In the forum thread, reproduce word for word the stretch from "And just for" through "steve817 (Jun 11, 2004)".

#### Page text
-- -- --

So considering they fly towards me , with the moon behind them ... I will wait for the next full moon and use that to as my giant , natural backlight


----------



## Mitica100 (Jun 10, 2004)

Luminosity said:
			
		

> I agree ; I think bats are wonderful , mysterious creatures! They've had some bad press to date , what with the connection to shady characters such as Count Dracula and all  ......



Ahh... Count Dracula, all but a myth and a frightening story. While his name was _Vlad the Impaler _and nickname was _Dracul_(which could mean either _Devil_ or _Dragon_, Devil because he was cruel and unforgiving towards his enemies and Dragon because he belonged to the Order of Dragons, an old European title), he is regarded as one of the liberators since he fought off the Ottoman Empire. His methods of punishing the enemies were cruel, impaled them alive on high wooden stakes and it is said the Turks were frightened so much by such sight,  they retreated, never wanting to fight someone as cruel as him.  Transylvania has a dark (and pretty) name but has little to do with Vlad, he was briefly jailed there, escaping within months. And there was no such thing as blood drinking or blood sucking, all a fantasy by Bram Stoker.  However, it's a good fantasy, pretty scary if you ask me.

And just for the kicks, my mom was born in Transylvania, I have been to Dracula's castle and his royal court many times.  Pretty country and one day, when I retire, I'm going to go back and do a photo essay.  I'll make sure to include some Romanian bats though...


----------



## steve817 (Jun 11, 2004)

Luminosity said:
			
		

> Mitica100 said:
> 
> 
> 
> ...


----------



## GerryDavid (Jun 11, 2004)

If your focusing on the moon, you could zoom in on it and somehow hook up a motion sensor so when theres motion infront of the moon itll trigger the shutter?  :0)

I dont have a clue how to hook up stuff like that.


----------

-- -- --

(Excerpts from a point labeling dataset)
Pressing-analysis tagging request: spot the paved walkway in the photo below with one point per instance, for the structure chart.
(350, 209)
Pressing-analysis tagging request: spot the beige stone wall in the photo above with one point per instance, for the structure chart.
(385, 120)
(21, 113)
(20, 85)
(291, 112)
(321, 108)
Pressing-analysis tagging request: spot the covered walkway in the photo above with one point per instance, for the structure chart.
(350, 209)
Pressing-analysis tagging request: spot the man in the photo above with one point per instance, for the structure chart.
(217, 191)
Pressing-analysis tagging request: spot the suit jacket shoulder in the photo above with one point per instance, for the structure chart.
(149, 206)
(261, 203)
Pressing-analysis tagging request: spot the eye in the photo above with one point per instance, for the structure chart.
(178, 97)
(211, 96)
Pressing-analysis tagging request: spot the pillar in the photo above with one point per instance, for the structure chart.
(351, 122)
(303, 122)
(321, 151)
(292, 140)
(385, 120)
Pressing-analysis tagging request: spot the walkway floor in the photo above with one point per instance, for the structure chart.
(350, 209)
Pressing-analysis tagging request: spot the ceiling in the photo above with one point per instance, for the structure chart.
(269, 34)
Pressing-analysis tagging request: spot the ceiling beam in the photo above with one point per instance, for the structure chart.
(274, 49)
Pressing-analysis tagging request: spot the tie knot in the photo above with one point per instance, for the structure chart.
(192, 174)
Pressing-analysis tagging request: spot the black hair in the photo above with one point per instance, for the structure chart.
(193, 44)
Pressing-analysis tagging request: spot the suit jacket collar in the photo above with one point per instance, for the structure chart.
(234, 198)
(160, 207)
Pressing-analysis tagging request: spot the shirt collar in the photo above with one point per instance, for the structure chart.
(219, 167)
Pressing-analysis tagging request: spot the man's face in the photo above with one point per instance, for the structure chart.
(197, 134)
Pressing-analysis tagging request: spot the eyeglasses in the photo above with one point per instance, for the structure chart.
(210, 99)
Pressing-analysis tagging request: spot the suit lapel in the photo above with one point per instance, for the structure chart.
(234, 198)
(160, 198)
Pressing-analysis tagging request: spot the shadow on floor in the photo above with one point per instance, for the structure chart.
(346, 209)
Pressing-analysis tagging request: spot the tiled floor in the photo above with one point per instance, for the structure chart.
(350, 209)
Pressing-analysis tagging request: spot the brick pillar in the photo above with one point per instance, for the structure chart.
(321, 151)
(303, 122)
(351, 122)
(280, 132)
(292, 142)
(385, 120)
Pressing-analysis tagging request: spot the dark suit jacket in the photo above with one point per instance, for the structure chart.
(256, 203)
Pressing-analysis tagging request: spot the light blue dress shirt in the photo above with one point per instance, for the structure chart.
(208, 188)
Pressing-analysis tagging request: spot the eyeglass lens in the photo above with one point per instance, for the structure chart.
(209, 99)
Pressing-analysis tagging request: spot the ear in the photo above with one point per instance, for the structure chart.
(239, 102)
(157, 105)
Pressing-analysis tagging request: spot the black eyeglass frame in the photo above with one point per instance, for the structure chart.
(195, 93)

-- -- --

#### Reply
And just for the kicks, my mom was born in Transylvania, I have been to Dracula's castle and his royal court many times.  Pretty country and one day, when I retire, I'm going to go back and do a photo essay.  I'll make sure to include some Romanian bats though...


----------



## steve817 (Jun 11, 2004)